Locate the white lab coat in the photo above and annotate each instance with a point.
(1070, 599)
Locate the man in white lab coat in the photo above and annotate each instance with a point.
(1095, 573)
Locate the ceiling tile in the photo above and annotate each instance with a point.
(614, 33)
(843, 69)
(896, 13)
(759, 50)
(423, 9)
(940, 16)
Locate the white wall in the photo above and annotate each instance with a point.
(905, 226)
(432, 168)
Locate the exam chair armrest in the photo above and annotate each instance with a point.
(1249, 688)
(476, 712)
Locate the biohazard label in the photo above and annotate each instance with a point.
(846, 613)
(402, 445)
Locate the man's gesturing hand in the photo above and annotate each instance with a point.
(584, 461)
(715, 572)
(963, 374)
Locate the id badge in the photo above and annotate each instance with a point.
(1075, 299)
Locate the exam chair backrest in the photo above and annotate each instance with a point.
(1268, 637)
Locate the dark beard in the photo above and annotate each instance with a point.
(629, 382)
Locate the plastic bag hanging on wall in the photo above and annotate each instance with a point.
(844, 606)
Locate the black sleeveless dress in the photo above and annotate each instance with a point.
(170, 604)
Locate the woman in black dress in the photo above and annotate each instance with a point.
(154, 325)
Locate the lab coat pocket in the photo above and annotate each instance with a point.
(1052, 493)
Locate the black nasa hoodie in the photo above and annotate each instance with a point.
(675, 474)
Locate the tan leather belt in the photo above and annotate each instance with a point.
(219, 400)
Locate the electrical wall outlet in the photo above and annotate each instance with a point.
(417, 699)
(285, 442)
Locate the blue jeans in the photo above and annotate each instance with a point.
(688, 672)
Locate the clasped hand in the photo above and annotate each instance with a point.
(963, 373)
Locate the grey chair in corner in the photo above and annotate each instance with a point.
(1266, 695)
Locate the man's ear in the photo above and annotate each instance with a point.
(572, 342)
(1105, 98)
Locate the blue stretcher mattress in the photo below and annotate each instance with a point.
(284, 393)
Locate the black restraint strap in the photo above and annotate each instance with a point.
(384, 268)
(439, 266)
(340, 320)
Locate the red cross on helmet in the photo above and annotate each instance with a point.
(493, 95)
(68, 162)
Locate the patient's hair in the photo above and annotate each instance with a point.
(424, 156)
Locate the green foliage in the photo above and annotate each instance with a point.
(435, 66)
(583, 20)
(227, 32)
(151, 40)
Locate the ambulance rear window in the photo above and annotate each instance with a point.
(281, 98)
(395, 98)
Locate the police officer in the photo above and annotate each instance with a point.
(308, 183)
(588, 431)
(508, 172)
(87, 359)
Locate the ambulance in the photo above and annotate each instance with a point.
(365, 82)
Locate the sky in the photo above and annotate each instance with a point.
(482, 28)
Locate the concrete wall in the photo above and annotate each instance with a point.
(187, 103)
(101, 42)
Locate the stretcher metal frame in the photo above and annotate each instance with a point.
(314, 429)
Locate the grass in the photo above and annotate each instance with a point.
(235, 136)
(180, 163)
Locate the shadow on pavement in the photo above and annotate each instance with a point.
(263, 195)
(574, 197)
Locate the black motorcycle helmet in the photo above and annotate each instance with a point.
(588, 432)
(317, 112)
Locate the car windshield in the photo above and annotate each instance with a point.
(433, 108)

★ ★ ★ ★ ★ ★ ★

Task instructions: Every line from the one containing "Locate the red" through the end of the data must be repeated exactly, and no other line.

Result of the task:
Locate the red cross on helmet in the photo above and annotate each instance with a point.
(493, 95)
(68, 162)
Locate the patient's hair in the photo above and annotate each instance with a point.
(424, 156)
Locate the green foliage in the photo above and annotate each instance with a point.
(435, 66)
(583, 20)
(227, 32)
(151, 40)
Locate the ambulance rear window in the photo above and annotate each instance with a point.
(281, 98)
(395, 98)
Locate the police officer in the photo above and annotate each instance with a point.
(308, 183)
(588, 431)
(508, 172)
(87, 359)
Locate the ambulance in the photo above and annotate each instance with a point.
(365, 82)
Locate the sky in the photo above and annotate each instance with a point.
(482, 28)
Locate the concrete wall in the photo above and annotate each instance with a point.
(187, 103)
(101, 42)
Locate the stretcher metal frame in the photo above and annotate each instance with a point.
(314, 429)
Locate the grass in the photo above and annotate each instance with a point.
(235, 136)
(180, 163)
Locate the shadow on pavement in the photo above and annotate each instance with a point.
(263, 195)
(574, 197)
Locate the black motorcycle helmet in the photo above and annotate each instance with a point.
(588, 432)
(317, 112)
Locate the car windshield in the photo above and annotate each instance with a point.
(433, 108)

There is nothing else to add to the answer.